*Assigned task:*
Exactly the lines from the one holding "Query: yucca plant" through the final line of the data are wanted, copied as written.

━━ Study material

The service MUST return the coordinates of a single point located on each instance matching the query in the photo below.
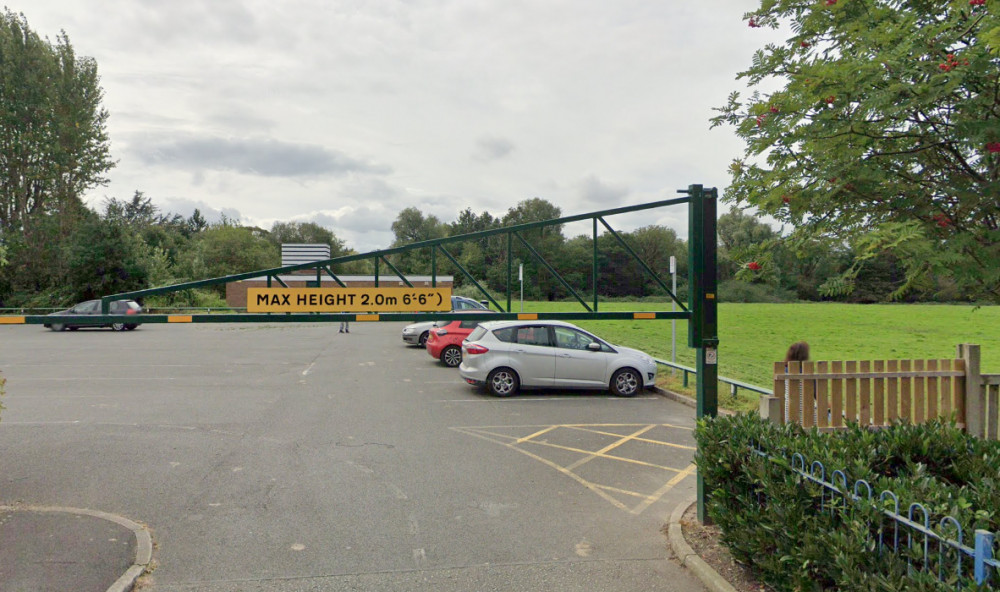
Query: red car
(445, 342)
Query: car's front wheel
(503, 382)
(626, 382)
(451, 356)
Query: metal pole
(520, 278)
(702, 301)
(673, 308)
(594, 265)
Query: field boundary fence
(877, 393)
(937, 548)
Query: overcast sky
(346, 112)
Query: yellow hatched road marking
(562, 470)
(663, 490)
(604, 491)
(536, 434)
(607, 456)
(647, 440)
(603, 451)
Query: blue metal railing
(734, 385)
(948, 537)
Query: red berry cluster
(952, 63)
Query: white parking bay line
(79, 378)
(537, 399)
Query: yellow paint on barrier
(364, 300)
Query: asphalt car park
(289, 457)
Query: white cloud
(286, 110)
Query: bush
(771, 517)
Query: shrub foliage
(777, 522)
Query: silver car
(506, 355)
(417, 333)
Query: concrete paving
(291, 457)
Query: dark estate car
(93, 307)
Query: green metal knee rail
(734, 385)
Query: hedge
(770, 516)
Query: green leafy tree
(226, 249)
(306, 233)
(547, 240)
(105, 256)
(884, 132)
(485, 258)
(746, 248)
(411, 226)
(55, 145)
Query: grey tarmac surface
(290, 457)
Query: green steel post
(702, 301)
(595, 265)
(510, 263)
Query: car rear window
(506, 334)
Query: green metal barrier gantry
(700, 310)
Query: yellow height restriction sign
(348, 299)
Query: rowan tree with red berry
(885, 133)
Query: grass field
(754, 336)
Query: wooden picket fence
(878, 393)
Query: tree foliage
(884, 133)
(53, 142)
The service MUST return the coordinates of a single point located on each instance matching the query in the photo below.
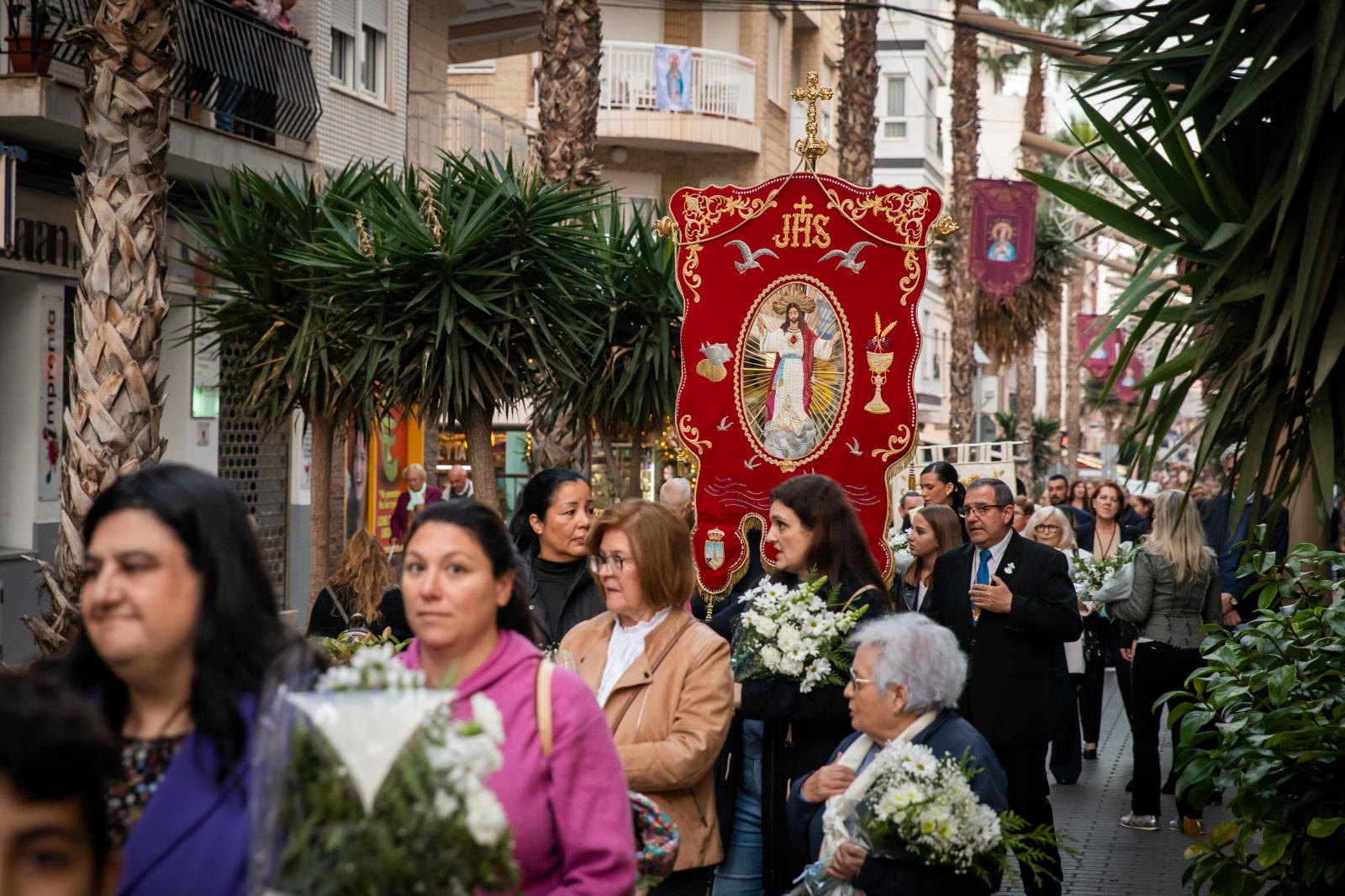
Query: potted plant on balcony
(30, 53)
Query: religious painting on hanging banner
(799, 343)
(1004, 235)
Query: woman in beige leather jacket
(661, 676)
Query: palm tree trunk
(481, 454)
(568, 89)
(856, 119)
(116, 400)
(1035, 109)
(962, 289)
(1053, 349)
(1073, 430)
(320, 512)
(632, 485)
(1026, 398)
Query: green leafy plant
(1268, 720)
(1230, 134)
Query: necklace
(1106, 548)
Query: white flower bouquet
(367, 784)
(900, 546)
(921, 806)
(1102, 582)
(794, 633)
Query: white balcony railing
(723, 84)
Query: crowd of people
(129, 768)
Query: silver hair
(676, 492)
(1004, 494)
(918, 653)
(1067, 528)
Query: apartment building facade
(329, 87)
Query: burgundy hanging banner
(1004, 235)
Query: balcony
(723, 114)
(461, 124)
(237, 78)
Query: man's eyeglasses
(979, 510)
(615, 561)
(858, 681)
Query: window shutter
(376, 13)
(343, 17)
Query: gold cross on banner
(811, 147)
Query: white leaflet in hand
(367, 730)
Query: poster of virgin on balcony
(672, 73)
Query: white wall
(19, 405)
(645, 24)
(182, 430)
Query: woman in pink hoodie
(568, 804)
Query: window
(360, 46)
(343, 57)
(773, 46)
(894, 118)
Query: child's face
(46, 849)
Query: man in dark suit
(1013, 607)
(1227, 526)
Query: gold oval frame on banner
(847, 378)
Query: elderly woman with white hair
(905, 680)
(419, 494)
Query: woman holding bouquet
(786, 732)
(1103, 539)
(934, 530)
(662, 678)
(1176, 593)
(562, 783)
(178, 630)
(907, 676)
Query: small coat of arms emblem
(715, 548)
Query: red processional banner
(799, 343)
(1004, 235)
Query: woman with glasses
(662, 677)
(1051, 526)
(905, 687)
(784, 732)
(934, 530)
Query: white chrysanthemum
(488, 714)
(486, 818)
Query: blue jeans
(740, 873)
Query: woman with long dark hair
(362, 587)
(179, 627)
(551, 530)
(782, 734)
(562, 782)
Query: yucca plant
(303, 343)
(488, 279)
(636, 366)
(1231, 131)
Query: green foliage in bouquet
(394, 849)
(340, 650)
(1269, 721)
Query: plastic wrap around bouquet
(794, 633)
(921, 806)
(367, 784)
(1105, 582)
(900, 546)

━━━━

*Solution:*
Query: yucca plant
(303, 343)
(488, 279)
(636, 366)
(1231, 131)
Query: green foliage in bouquet
(394, 849)
(340, 650)
(1269, 721)
Query: plastic wrap around bouquet
(794, 633)
(921, 806)
(367, 784)
(1105, 582)
(900, 546)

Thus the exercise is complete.